- _Data for this exercise_:
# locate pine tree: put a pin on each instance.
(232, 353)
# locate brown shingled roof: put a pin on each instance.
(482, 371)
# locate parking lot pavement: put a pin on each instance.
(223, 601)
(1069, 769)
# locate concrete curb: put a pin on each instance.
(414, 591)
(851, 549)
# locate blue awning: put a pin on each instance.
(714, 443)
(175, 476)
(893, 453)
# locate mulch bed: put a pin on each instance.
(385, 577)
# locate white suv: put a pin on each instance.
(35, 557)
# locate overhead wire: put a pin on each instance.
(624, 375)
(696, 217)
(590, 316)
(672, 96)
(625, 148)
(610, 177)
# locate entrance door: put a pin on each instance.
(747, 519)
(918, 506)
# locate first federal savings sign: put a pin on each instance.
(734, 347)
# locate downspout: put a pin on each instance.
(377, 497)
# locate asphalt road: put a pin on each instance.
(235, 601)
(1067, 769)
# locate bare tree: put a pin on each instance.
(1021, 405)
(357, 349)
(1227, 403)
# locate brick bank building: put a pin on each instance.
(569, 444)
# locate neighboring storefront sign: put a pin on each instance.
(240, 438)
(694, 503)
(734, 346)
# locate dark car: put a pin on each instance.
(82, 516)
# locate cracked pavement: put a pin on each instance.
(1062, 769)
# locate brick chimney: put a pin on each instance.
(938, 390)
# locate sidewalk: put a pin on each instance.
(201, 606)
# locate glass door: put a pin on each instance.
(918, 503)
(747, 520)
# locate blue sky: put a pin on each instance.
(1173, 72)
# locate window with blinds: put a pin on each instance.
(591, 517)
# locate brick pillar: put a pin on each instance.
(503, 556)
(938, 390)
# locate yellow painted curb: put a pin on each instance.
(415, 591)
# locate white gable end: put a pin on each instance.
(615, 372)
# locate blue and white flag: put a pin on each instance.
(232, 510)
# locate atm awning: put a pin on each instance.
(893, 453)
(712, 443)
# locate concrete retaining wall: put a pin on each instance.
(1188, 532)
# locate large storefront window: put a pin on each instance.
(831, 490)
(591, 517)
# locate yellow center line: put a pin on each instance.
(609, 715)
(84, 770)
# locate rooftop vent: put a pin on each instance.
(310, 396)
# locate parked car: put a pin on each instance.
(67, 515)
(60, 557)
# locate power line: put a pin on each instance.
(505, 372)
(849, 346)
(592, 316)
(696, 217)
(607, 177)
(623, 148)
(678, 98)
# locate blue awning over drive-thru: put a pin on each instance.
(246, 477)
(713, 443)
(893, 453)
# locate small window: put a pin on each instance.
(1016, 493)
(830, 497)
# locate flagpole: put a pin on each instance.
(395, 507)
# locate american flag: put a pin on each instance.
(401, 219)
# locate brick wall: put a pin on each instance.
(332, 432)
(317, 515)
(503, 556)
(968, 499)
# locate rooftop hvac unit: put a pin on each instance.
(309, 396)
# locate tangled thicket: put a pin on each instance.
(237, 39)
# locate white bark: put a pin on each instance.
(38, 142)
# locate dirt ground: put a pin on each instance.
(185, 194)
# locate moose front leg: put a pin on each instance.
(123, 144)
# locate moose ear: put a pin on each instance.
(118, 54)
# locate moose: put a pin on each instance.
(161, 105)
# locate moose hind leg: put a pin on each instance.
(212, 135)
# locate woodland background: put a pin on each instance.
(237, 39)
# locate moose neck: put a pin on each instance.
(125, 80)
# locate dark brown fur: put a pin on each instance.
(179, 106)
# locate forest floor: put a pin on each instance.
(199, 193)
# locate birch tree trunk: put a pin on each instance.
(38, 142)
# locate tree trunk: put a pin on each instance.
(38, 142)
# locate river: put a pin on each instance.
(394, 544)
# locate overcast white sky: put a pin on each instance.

- _Instructions for the task_: The records above should be repeated word for word.

- _Exercise solution_:
# locate pine tree: put a pin on each instance.
(232, 353)
# locate brown shingled roof: put a pin on each instance.
(482, 371)
# locate parking lot pavement: put a pin on each instance.
(223, 601)
(1069, 769)
# locate concrete curb: put a pin on each instance.
(414, 591)
(851, 549)
# locate blue awning: put a pin on each instance.
(714, 443)
(175, 476)
(893, 453)
# locate mulch bed: put a pin on each instance.
(385, 577)
# locate white suv: put a pin on each instance.
(35, 557)
# locate overhead wire: put a pin on each instance.
(624, 375)
(696, 217)
(590, 316)
(672, 96)
(625, 148)
(610, 177)
# locate entrance door: put a pin on each instance.
(747, 519)
(918, 506)
# locate first federal savings sign: put a pin on each instance.
(734, 347)
# locate downspout: put a pin on each instance.
(377, 497)
# locate asphalt road: put a pin on each instance.
(235, 601)
(1067, 769)
# locate bare tree: put a pin on each instance.
(1021, 405)
(357, 349)
(1227, 403)
# locate brick bank building: put a pin on each instance.
(569, 444)
# locate neighboring storefront sign: put a pin on each instance.
(240, 438)
(694, 503)
(734, 346)
# locate dark car: put a pin on each instance.
(82, 516)
# locate cracked pavement: put a pin on each instance.
(1062, 769)
# locate brick chimney: put a pin on each instance.
(938, 390)
# locate sidewalk: put a pin on each instance.
(201, 606)
# locate glass door: put a pin on each instance.
(918, 503)
(747, 520)
# locate blue sky: put a pin on each instance.
(1173, 72)
# locate window with blinds: put a pin on each instance.
(591, 517)
# locate brick pillar: put a pin on each instance.
(503, 556)
(938, 390)
# locate yellow painted curb: put a pin on each instance.
(415, 591)
# locate white gable end: put a pin on each instance.
(615, 372)
# locate blue and white flag: put a pin on each instance.
(232, 510)
# locate atm awning: put a pin on each instance.
(893, 453)
(712, 443)
# locate concrete retaining wall: put a pin on each instance.
(1188, 532)
# locate large storefront window: put a pin on each instance.
(831, 490)
(591, 517)
# locate yellow center line: put a pin on each instance.
(609, 715)
(84, 770)
# locate rooftop vent: put a pin on each instance.
(310, 396)
# locate parked car: put a pin on each instance.
(67, 515)
(60, 557)
# locate power line: put a pin on each instance.
(505, 372)
(849, 346)
(592, 316)
(696, 217)
(607, 177)
(623, 148)
(678, 98)
# locate blue awning over drive-thru: put a pin on each instance.
(246, 477)
(713, 443)
(893, 453)
# locate small window: put a pin on each instance.
(1016, 493)
(830, 497)
# locate flagpole: put a pin on each instance.
(395, 507)
# locate american flag: put a pin on each instance.
(401, 219)
# locate brick wall: put a pin on each instance.
(332, 432)
(317, 515)
(503, 556)
(968, 499)
# locate rooftop hvac unit: put a pin on each instance.
(309, 396)
# locate tangled thicket: put a pin on each instance.
(237, 39)
# locate white bark: put a pin on each instance.
(38, 142)
# locate dirt ground: put a pin on each instance.
(185, 194)
# locate moose front leg: put a pin on each instance.
(123, 144)
# locate moose ear: put a pin on each instance.
(118, 54)
# locate moose: put a pin on each instance.
(161, 105)
# locate moose hind leg: put a pin on each instance.
(212, 135)
# locate woodland background: put a pin on each instance.
(237, 39)
# locate moose neck: put a pin on each instance.
(125, 80)
# locate dark brown fur: put a pin on each instance.
(179, 106)
# locate forest floor: put a pin on each instance.
(199, 193)
# locate birch tree trunk: put a pin on each instance.
(38, 142)
# locate tree trunk: put a pin on each instance.
(38, 142)
# locate river: put a pin on each instance.
(394, 544)
# locate overcast white sky: put a pin on each instance.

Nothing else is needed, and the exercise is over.